PROBLEM TO SOLVE =>
Scan the records beneath this line for the line holding "Target: black floral tank top" and the line holding "Target: green eye", then transcribe exactly those two and all lines between.

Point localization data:

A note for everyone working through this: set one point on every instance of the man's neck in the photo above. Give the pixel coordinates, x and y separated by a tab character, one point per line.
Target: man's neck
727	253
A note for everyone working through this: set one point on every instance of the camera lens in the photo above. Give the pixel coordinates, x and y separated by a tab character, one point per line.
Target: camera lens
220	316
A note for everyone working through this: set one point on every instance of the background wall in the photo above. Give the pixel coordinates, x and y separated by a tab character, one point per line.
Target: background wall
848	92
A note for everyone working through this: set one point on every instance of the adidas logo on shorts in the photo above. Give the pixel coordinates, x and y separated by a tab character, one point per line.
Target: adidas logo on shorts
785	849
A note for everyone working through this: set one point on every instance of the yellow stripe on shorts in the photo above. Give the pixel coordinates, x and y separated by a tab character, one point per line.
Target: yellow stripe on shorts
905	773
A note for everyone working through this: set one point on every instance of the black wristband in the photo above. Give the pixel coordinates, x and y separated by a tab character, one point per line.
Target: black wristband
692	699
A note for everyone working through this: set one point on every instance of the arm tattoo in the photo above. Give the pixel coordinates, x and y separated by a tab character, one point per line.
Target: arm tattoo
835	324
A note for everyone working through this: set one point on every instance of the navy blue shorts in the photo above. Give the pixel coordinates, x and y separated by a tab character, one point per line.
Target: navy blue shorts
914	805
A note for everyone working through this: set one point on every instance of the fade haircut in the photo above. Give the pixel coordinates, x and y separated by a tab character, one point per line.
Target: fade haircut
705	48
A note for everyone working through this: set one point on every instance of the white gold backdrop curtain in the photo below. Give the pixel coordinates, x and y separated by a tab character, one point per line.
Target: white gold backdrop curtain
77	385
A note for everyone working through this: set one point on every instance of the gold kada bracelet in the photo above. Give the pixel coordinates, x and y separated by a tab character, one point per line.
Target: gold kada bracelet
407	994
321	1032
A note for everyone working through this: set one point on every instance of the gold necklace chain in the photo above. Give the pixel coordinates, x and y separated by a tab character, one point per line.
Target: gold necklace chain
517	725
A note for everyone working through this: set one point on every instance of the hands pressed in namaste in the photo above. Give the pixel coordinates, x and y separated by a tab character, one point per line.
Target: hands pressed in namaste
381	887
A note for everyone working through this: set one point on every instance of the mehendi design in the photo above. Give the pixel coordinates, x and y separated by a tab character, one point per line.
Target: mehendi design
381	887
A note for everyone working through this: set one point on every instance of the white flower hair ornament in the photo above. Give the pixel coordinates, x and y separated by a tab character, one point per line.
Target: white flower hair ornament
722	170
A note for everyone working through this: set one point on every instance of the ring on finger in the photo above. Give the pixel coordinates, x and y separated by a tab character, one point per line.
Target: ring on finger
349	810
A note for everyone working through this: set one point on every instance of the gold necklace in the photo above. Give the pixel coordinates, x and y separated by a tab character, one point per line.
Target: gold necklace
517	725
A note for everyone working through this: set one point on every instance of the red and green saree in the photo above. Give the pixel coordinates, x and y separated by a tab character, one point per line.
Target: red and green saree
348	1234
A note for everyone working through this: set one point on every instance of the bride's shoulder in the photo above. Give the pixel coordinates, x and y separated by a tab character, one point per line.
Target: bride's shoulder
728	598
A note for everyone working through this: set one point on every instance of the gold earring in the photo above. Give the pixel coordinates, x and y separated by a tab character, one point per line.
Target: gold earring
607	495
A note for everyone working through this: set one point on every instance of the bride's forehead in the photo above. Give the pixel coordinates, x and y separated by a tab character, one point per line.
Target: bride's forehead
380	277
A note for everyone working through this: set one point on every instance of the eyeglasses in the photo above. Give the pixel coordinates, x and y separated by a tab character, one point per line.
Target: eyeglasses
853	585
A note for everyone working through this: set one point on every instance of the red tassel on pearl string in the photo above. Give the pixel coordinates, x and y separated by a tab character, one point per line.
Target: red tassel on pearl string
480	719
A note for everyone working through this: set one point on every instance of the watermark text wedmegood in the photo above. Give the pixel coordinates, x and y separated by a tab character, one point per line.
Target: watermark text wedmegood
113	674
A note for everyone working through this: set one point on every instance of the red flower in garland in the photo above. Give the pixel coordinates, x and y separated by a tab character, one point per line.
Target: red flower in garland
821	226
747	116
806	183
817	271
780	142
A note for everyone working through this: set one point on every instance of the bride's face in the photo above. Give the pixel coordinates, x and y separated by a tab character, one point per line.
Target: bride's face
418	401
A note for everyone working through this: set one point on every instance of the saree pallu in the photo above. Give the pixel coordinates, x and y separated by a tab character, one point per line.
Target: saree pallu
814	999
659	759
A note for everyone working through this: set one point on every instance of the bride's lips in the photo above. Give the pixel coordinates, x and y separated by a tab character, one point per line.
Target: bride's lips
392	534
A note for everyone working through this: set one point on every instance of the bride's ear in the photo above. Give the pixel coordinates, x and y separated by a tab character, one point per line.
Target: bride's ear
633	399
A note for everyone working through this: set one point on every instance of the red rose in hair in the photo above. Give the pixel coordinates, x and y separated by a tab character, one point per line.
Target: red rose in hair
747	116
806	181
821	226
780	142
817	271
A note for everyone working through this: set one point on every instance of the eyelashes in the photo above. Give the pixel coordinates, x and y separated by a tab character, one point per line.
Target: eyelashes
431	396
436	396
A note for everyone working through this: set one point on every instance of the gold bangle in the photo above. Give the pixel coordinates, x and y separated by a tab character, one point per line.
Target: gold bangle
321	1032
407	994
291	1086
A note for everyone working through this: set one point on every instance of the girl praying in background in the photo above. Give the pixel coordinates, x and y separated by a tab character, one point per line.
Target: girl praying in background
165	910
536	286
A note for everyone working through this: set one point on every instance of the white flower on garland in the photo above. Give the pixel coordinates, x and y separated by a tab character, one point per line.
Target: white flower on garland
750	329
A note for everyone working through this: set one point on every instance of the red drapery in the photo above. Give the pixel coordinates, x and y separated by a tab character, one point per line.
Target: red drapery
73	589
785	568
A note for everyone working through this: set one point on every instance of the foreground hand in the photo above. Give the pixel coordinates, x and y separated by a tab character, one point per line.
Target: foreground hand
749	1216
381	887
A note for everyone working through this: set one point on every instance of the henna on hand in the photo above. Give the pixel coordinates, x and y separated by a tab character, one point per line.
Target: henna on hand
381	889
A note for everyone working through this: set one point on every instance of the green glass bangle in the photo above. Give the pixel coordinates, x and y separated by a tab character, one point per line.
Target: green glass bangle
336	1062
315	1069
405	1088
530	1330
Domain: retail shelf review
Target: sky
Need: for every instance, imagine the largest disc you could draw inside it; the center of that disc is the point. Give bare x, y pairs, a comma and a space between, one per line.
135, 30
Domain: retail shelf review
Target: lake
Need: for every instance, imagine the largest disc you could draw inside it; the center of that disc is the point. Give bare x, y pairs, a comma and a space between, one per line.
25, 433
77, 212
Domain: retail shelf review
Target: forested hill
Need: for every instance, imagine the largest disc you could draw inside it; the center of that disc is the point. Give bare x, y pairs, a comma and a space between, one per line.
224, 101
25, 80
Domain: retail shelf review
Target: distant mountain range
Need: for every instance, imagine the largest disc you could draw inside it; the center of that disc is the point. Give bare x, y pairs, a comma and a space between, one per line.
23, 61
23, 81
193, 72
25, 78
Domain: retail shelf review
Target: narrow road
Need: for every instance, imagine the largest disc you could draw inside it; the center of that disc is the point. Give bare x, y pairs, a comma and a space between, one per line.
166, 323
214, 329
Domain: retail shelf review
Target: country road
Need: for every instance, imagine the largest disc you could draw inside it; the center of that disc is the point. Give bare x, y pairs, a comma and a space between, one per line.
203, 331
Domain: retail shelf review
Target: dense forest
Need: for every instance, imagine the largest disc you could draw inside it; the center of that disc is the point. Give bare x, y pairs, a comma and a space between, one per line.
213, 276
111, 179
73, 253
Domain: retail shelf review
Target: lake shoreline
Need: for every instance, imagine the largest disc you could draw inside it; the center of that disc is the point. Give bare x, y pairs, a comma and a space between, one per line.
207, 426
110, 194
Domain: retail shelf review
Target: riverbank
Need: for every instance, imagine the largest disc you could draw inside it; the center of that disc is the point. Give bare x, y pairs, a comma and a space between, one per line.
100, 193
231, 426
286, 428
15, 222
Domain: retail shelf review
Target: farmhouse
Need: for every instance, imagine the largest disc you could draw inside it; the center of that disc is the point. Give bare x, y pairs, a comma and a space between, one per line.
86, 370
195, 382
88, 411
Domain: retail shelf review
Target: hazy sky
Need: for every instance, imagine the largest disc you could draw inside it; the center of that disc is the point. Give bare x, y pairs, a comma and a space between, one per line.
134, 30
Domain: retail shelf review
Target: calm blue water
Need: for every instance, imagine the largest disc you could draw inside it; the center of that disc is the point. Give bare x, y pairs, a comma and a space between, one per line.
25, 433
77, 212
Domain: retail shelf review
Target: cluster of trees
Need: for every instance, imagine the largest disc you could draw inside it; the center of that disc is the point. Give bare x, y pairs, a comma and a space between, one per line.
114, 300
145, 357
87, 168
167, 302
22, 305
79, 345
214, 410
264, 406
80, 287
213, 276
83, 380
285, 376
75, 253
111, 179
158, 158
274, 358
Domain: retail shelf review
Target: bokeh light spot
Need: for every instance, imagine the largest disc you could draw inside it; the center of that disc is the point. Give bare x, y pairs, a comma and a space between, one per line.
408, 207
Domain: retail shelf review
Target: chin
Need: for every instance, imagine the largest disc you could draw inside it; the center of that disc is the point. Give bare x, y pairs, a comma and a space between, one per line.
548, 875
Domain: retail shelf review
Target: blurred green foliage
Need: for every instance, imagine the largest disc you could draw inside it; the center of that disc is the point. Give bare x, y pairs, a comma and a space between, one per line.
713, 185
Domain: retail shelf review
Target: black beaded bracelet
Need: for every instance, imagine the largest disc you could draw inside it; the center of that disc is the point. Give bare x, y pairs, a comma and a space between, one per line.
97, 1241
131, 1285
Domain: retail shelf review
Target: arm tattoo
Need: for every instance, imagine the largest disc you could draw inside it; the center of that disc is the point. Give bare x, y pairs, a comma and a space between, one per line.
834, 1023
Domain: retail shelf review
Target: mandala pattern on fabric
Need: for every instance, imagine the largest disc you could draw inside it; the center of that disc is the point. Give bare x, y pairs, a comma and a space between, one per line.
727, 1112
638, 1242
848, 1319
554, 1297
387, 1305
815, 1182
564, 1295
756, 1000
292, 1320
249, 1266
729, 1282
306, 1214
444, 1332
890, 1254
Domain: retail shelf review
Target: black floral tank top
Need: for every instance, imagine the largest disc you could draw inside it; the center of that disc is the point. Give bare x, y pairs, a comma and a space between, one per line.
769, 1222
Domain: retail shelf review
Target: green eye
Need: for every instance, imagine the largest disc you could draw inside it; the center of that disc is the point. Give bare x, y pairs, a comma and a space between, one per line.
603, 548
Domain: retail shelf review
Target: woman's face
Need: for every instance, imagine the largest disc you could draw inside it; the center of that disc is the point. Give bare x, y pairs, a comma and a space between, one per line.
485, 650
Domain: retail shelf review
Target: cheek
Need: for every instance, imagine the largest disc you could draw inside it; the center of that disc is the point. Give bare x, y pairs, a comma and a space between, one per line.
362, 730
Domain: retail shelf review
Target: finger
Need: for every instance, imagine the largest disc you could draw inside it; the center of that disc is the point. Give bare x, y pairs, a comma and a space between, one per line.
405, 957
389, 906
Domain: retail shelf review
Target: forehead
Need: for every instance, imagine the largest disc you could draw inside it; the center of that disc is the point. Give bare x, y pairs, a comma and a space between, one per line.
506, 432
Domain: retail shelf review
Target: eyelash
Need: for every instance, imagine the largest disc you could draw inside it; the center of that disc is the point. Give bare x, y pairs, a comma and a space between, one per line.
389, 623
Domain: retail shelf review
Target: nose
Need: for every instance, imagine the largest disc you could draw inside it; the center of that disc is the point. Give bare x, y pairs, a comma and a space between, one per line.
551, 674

RESULT OF THE EXERCISE =>
Target: black floral tank top
Need: for every instance, imagine the largest disc you could draw inside it; the center of that disc is the point. Give bare x, y pairs, a comma and a space between, one per line.
769, 1222
Domain: retail shelf review
Target: green eye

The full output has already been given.